### Source records
★ ★ ★

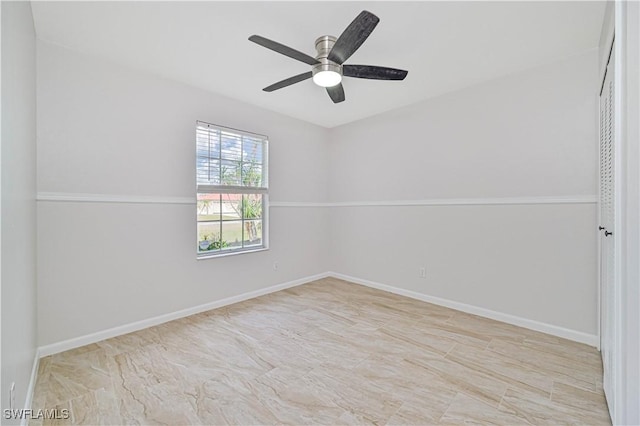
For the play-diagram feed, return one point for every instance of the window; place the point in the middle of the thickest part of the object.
(231, 177)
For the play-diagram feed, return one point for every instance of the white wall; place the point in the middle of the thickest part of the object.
(531, 134)
(106, 129)
(18, 211)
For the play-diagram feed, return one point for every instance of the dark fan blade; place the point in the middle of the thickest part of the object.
(281, 48)
(288, 82)
(373, 72)
(353, 37)
(336, 93)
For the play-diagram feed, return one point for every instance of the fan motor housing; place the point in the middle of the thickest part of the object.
(324, 45)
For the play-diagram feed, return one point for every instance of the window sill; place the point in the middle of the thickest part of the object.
(230, 253)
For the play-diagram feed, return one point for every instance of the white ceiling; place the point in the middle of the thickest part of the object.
(444, 45)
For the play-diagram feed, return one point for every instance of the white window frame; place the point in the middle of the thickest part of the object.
(236, 189)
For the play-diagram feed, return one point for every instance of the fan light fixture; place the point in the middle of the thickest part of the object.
(327, 78)
(328, 67)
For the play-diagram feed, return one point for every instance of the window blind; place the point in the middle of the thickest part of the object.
(230, 160)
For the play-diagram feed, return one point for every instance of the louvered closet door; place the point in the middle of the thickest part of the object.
(607, 235)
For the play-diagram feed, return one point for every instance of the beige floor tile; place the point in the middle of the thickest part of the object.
(327, 352)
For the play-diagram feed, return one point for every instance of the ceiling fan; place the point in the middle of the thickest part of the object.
(328, 66)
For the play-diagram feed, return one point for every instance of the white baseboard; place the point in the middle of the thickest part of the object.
(66, 345)
(554, 330)
(32, 386)
(76, 342)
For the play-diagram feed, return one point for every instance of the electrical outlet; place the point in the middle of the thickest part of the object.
(12, 396)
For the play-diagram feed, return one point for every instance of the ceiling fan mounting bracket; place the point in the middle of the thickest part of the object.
(324, 45)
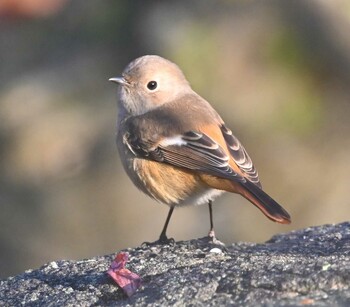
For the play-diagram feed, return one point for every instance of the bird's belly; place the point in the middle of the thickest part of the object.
(171, 185)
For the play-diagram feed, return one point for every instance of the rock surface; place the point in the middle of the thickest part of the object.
(305, 267)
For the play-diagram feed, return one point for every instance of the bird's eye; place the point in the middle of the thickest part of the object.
(152, 85)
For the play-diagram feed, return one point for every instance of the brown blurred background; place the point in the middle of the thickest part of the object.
(277, 71)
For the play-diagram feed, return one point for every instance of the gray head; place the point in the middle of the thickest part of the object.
(149, 82)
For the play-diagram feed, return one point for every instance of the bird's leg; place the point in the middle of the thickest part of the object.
(163, 238)
(211, 233)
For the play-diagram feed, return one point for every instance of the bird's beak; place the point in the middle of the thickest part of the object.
(119, 80)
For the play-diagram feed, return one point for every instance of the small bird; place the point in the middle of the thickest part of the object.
(176, 148)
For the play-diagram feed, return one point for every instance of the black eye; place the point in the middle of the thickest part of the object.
(152, 85)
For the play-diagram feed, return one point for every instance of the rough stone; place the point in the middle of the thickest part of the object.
(305, 267)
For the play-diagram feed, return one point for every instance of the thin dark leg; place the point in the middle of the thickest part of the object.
(163, 237)
(211, 231)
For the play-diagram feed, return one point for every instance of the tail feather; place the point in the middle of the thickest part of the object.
(265, 203)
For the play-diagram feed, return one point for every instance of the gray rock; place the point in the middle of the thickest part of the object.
(305, 267)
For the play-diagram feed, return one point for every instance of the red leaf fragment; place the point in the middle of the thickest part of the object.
(125, 279)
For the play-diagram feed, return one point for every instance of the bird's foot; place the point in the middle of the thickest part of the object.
(212, 239)
(163, 240)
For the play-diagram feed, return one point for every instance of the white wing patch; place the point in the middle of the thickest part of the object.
(176, 140)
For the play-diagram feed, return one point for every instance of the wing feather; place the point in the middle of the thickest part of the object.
(240, 156)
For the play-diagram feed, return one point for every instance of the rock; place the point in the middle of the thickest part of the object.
(305, 267)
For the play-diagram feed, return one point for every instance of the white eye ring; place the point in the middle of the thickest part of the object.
(152, 85)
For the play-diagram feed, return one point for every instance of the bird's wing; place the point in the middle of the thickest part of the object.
(199, 152)
(191, 150)
(240, 156)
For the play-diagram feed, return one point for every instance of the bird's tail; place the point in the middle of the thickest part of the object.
(265, 203)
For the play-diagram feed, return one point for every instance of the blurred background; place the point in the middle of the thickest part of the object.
(277, 71)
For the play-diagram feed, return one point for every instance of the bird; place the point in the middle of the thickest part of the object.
(176, 148)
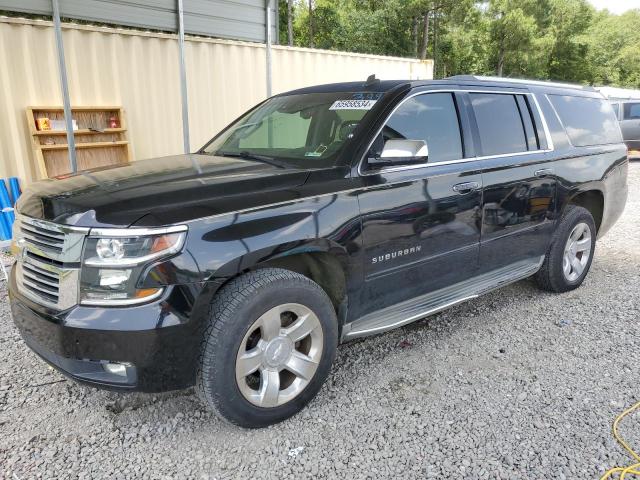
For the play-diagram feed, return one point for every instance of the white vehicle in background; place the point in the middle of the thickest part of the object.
(626, 104)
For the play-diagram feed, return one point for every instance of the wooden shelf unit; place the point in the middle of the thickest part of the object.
(96, 144)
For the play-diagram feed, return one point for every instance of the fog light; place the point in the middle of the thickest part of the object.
(116, 368)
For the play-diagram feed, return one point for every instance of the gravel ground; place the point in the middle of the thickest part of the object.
(518, 384)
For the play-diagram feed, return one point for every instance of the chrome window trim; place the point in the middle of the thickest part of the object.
(543, 119)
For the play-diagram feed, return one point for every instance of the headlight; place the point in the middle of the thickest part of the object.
(114, 259)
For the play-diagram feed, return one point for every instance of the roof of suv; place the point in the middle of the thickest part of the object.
(374, 85)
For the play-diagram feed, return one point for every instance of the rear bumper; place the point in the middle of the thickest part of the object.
(157, 342)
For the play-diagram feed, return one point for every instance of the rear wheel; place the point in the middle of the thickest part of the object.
(268, 348)
(571, 252)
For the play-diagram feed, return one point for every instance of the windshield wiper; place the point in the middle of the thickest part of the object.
(251, 156)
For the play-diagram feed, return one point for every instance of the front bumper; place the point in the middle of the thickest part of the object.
(157, 342)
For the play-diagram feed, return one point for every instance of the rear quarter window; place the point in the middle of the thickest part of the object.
(587, 121)
(632, 111)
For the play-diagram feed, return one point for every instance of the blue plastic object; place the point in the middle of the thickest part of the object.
(14, 189)
(6, 224)
(5, 201)
(7, 215)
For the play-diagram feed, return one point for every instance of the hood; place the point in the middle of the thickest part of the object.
(160, 191)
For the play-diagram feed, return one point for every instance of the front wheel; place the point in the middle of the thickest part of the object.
(570, 254)
(268, 348)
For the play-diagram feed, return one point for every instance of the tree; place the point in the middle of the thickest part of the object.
(546, 39)
(290, 22)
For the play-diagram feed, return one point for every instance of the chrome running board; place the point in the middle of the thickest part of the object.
(411, 310)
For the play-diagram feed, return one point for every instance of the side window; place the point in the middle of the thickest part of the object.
(587, 121)
(432, 117)
(631, 111)
(499, 122)
(616, 108)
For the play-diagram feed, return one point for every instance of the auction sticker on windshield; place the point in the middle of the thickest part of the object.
(353, 105)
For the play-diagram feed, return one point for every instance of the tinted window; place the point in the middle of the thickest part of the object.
(587, 121)
(305, 129)
(631, 111)
(431, 117)
(616, 108)
(499, 122)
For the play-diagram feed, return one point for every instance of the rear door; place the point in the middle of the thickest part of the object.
(421, 222)
(517, 172)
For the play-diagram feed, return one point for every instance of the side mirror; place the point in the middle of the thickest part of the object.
(402, 152)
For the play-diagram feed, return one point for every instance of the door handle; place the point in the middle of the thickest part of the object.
(466, 187)
(543, 172)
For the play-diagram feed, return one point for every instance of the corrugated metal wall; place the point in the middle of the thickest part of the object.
(235, 19)
(139, 71)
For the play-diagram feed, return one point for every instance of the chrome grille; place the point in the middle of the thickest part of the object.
(48, 264)
(42, 238)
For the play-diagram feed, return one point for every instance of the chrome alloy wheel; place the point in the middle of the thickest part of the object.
(577, 252)
(279, 355)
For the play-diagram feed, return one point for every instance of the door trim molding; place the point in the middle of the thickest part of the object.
(417, 308)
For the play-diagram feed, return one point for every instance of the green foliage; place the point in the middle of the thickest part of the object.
(564, 40)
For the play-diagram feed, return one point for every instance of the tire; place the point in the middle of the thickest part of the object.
(553, 275)
(256, 319)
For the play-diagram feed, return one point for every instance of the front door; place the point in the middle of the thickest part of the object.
(421, 222)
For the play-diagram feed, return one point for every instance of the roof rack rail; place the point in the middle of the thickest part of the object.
(481, 78)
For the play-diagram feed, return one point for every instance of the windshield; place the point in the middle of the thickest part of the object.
(303, 129)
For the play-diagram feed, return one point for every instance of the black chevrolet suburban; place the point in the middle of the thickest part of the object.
(321, 215)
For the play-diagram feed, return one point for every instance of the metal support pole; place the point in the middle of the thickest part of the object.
(268, 37)
(183, 81)
(71, 141)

★ ★ ★

### Directions for this task
Beginning at the line that holds "the chrome grille;", write out word for word each line through the end of the records.

### The answer
For the play-diagram feed, return one point for every instance of the chrome grille; place the point in the middle of the thickest part of the object.
(48, 264)
(42, 238)
For the play-diagram feed, return one point for every instance of the chrome alloy wheel; place the point in the middle of the thickest part of the object.
(577, 252)
(279, 355)
For the play-diagram feed, return one point for every instance of the door trim molding; place the point in the middle of the thickest part of the object.
(417, 308)
For the play-diagram feed, return one point for every instance of the green foliage; place the point in the middle of the thickest part of the object.
(564, 40)
For the play-diagram feed, return one point for every instance of the tire; place the point in the middle of the thickest part of the object.
(553, 275)
(256, 319)
For the play-diagram feed, return one point for every instance of the front door; place the point in the middle of the thickest part of the object.
(421, 222)
For the play-diagram feed, return one point for every instance of the roof rack rail; place the point in the middle of the thickest part of the object.
(481, 78)
For the play-diagram feed, return one point for every instance of the windshield; place the point in the middle of the thickest part of the object.
(303, 129)
For the play-diagram feed, return one point for every instance of the black chevrolet suburban; place the point in the middle of the thickest part of the object.
(321, 215)
For the play-diagram feed, return one point for every instance of the metal support pole; place the point in the middle of the thickest part of the object.
(268, 37)
(183, 81)
(71, 141)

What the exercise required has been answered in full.